*To do*
A - In the HPV vaccine text, what share of U.S. boys had completed the HPV vaccine series by 2019?
B - Reproduce the section of the HPV vaccine text that opens with the words containing "HPV vaccine is" and closes with "cancers (source: Shutterstock).".

HPV vaccine is a safe and effective intervention to prevent cervical cancer. It also reduces the risk for vulvar, vaginal, anal, penile, and some head and neck cancers (source: Shutterstock).

         Still, more than a decade after the HPV vaccine was first introduced in 2006, only about half (51.1%) of U.S. adolescent women had completed the HPV vaccine series. By 2019 that number had risen only slightly to 56.8% of girls; the rate for boys was even lower (51.8%). States that mandate HPV vaccine for children not unexpectedly have higher vaccination rates, as do states with higher availability of pediatricians.

         Preventing cancer is very difficult. Usually, to even have a shot at doing so people need to affect difficult changes in behavior, like quitting smoking, reducing alcohol consumption, and getting more exercise. Even doing those things is hardly guaranteed to work.

*Raw data*
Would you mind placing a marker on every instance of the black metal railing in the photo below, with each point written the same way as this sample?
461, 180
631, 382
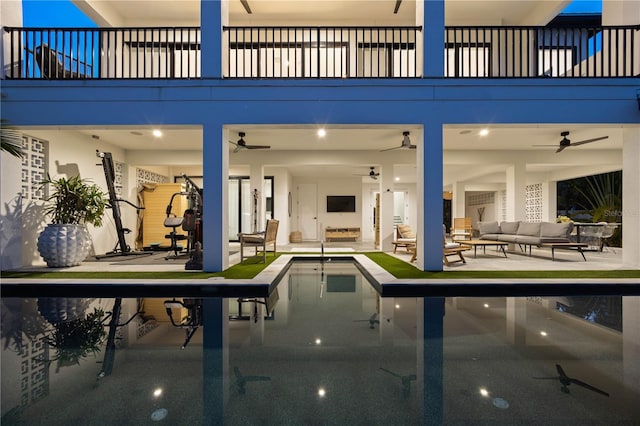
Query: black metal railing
542, 52
321, 52
103, 53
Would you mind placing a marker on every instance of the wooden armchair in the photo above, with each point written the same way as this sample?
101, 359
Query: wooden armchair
452, 249
405, 237
260, 240
461, 229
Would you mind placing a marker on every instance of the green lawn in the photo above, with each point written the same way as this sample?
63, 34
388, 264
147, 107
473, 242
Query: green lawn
396, 267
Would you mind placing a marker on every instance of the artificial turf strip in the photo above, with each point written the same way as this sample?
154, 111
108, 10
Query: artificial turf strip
401, 269
396, 267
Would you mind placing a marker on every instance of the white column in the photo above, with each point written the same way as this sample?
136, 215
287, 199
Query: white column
549, 201
387, 309
458, 206
516, 188
631, 342
631, 197
386, 207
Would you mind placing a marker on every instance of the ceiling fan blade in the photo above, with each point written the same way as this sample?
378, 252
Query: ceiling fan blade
588, 141
397, 6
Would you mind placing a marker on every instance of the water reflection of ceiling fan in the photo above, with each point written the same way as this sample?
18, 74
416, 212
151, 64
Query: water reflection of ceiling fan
565, 381
373, 320
372, 173
566, 143
405, 380
241, 144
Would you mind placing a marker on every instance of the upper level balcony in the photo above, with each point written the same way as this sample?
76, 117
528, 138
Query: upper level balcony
310, 39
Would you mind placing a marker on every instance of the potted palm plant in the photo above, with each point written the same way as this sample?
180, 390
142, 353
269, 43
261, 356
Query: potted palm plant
72, 204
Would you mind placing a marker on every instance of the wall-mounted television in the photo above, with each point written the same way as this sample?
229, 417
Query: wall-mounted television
341, 203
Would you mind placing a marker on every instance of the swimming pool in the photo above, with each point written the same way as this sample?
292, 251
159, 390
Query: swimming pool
326, 348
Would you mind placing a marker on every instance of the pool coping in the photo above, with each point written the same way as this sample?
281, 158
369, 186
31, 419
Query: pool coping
264, 282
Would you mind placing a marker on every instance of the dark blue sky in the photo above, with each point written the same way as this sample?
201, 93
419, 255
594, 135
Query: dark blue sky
53, 13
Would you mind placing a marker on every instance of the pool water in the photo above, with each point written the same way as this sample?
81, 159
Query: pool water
325, 348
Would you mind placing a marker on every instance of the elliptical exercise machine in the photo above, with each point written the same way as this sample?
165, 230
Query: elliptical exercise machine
191, 222
121, 248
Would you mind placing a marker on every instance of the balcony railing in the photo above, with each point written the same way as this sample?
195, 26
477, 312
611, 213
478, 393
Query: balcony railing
103, 53
542, 52
322, 52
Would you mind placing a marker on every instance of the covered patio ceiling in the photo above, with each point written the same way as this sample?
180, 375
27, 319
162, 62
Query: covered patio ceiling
314, 12
347, 151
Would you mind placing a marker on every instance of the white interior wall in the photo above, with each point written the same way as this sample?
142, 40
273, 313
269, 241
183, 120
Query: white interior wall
71, 153
343, 186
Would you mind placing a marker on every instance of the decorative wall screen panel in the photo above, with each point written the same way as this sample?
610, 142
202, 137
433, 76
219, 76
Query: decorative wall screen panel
533, 203
34, 168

*Numbered answers*
A - 51.8%

B -
HPV vaccine is a safe and effective intervention to prevent cervical cancer. It also reduces the risk for vulvar, vaginal, anal, penile, and some head and neck cancers (source: Shutterstock).